Work task: Restate each entry word for word, leaving nothing out.

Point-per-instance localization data

......

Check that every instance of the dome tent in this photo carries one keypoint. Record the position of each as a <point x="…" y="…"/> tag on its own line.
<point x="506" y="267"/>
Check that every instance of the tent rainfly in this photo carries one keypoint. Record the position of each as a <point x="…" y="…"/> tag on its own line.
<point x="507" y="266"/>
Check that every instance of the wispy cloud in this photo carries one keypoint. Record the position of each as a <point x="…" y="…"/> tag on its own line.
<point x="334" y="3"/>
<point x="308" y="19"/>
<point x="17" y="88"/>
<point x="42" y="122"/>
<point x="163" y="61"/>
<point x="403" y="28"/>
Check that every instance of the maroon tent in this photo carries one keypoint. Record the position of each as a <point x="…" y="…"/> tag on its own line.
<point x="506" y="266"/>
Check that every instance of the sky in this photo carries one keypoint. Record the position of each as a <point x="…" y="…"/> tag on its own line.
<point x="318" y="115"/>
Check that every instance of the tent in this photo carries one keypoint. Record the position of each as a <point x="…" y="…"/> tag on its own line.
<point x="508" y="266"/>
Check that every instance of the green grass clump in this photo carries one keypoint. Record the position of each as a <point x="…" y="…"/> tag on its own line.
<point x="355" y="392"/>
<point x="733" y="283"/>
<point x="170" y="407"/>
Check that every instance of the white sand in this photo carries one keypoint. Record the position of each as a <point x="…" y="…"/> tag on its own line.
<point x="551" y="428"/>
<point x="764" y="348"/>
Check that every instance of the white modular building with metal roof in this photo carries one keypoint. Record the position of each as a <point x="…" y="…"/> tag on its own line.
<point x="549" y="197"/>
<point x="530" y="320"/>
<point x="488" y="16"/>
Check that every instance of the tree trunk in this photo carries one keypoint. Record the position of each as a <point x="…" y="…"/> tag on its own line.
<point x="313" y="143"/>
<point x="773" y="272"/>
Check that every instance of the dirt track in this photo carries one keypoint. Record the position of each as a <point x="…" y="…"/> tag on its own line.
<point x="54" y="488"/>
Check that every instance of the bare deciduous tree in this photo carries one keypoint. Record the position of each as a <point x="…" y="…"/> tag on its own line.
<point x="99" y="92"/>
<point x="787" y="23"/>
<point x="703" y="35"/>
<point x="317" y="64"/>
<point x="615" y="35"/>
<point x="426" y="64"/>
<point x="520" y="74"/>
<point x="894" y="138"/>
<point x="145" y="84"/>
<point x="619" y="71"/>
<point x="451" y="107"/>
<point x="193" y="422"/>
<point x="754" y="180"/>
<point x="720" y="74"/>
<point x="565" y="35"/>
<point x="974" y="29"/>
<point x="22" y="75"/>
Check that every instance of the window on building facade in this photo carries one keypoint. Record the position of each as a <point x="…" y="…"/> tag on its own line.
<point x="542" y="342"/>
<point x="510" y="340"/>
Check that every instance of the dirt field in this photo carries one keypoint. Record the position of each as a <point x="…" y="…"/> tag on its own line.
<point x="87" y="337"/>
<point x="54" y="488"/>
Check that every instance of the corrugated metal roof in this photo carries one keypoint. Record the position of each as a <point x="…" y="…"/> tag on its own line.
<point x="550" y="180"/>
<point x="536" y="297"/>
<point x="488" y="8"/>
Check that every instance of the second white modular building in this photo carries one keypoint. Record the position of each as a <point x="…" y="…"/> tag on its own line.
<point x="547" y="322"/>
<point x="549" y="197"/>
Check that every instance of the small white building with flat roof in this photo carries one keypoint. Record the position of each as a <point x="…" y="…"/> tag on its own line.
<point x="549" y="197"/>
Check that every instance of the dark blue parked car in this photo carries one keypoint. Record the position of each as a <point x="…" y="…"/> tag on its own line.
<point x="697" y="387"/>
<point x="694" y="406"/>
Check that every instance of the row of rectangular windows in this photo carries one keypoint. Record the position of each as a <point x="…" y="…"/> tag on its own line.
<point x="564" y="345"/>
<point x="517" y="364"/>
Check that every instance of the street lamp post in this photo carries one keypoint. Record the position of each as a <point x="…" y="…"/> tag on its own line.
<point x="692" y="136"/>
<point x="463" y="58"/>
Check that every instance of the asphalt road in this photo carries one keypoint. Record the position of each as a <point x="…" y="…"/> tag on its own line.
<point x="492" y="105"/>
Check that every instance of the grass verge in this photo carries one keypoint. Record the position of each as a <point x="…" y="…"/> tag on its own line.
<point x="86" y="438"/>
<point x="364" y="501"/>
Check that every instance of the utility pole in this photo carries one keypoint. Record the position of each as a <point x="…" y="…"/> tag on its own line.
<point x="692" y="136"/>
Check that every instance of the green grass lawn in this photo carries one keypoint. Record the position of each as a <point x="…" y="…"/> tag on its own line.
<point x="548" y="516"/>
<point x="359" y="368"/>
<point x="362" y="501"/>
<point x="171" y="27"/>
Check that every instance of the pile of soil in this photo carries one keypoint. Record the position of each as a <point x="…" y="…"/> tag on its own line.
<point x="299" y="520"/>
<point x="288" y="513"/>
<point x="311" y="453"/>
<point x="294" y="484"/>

......

Exercise output:
Check that every instance of the dome tent in this photo carries one keypoint. Record the position of each as a <point x="…" y="…"/> tag on its own line.
<point x="506" y="267"/>
Check that every instance of the tent rainfly in this photo carries one keypoint. Record the position of each as a <point x="…" y="…"/> tag on its own line.
<point x="507" y="266"/>
Check that every instance of the wispy cloud in this photo carries one keypoint. Record the position of each as a <point x="…" y="…"/> tag on its own line.
<point x="334" y="3"/>
<point x="308" y="19"/>
<point x="17" y="88"/>
<point x="42" y="122"/>
<point x="163" y="61"/>
<point x="403" y="28"/>
Check that every instance of the maroon tent in this photo carries one keypoint. Record the position of each as a <point x="…" y="…"/> tag on its own line.
<point x="506" y="266"/>
Check that every instance of the sky in this photo carries one keypoint. Record the position of each as a <point x="…" y="…"/> tag on its own line.
<point x="318" y="115"/>
Check that every instance of the tent in this photo carries one keypoint. Record the position of each as a <point x="…" y="…"/> tag on its own line.
<point x="508" y="266"/>
Check that every instance of the green grass clump in this photo carries one keypoint. Record the position of each as a <point x="…" y="…"/> tag on its own line.
<point x="355" y="392"/>
<point x="733" y="283"/>
<point x="170" y="407"/>
Check that every instance of the white sand in this photo carries one keypoint. Record the position of each as a <point x="…" y="…"/> tag on its own line.
<point x="551" y="428"/>
<point x="764" y="348"/>
Check that every instance of the white modular building with metal roof in this photo carries one keypoint. Record the position of each as a <point x="…" y="…"/> tag on its own line.
<point x="549" y="197"/>
<point x="530" y="320"/>
<point x="488" y="16"/>
Check that every instance of the tree trunk in this photo carries one keypoint. Record the position of each as a <point x="…" y="…"/> tag on its own line.
<point x="313" y="143"/>
<point x="773" y="272"/>
Check that every instance of the dirt track in this photo carries one keypoint. Record the position of each as a <point x="…" y="…"/> tag on its own line.
<point x="54" y="488"/>
Check that every instance of the bare deciduous tree in this photo carries one keypoint. Record the position of each as a <point x="…" y="…"/> tag on its own line.
<point x="99" y="92"/>
<point x="787" y="23"/>
<point x="703" y="35"/>
<point x="317" y="64"/>
<point x="615" y="35"/>
<point x="426" y="64"/>
<point x="520" y="74"/>
<point x="894" y="138"/>
<point x="145" y="84"/>
<point x="619" y="71"/>
<point x="451" y="107"/>
<point x="193" y="422"/>
<point x="754" y="180"/>
<point x="720" y="74"/>
<point x="565" y="35"/>
<point x="974" y="29"/>
<point x="22" y="75"/>
Check that every instance of the window on building facade in this photo carries one keypoint. Record the position of each as a <point x="…" y="…"/> tag on its own line.
<point x="542" y="342"/>
<point x="510" y="340"/>
Check that every instance of the dirt field in this photo carries one keypoint. Record the position of each as a <point x="…" y="…"/> tag on its own line.
<point x="87" y="337"/>
<point x="54" y="488"/>
Check that every instance of the corrugated metal roof in this photo carries one keypoint. Record the position of each as a <point x="…" y="…"/> tag on its own line.
<point x="550" y="180"/>
<point x="536" y="297"/>
<point x="488" y="8"/>
Check that every instance of the second white modular building in this photo carries one keypoint. Record the position of each as a <point x="…" y="…"/> tag on its own line.
<point x="547" y="322"/>
<point x="549" y="197"/>
Check that every instance of the small white building with flat roof in this photo carries one keypoint. Record the position of each as a <point x="…" y="…"/> tag on its own line.
<point x="549" y="197"/>
Check that every instance of the dark blue parked car in this photo carries one keypoint. Record the position of each as a <point x="…" y="…"/> tag on its own line.
<point x="697" y="387"/>
<point x="694" y="406"/>
Check that every instance of the row of rectangular windows in this photo carries one keypoint. Record the position of each as a <point x="…" y="…"/> tag on its own line.
<point x="564" y="345"/>
<point x="517" y="364"/>
Check that every instance of the street lamp post in this photo carries one keypoint. Record the position of each as a <point x="…" y="…"/> tag on its own line.
<point x="692" y="136"/>
<point x="463" y="58"/>
Check that every instance of the asphalt road in this photo carries one keypoint. Record the position of each as a <point x="…" y="…"/> tag on its own line.
<point x="492" y="105"/>
Check that every instance of the grass verge in this photo carries one keypoint. Record the position of each as a <point x="…" y="…"/> tag on its own line.
<point x="86" y="438"/>
<point x="364" y="501"/>
Check that every instance of the utility pole in this photo carries one keypoint. Record the position of each as a <point x="…" y="…"/> tag on its own line.
<point x="692" y="136"/>
Check that every instance of the green grass lawn in this photo carries one keypoint. Record the position of each as a <point x="…" y="…"/> tag on its own line.
<point x="548" y="516"/>
<point x="359" y="368"/>
<point x="362" y="501"/>
<point x="171" y="27"/>
Check that every instance of the pile of soil in this photo carries one keypoint. Record the position of each as a <point x="…" y="…"/> tag on its own line.
<point x="299" y="520"/>
<point x="288" y="513"/>
<point x="311" y="453"/>
<point x="294" y="484"/>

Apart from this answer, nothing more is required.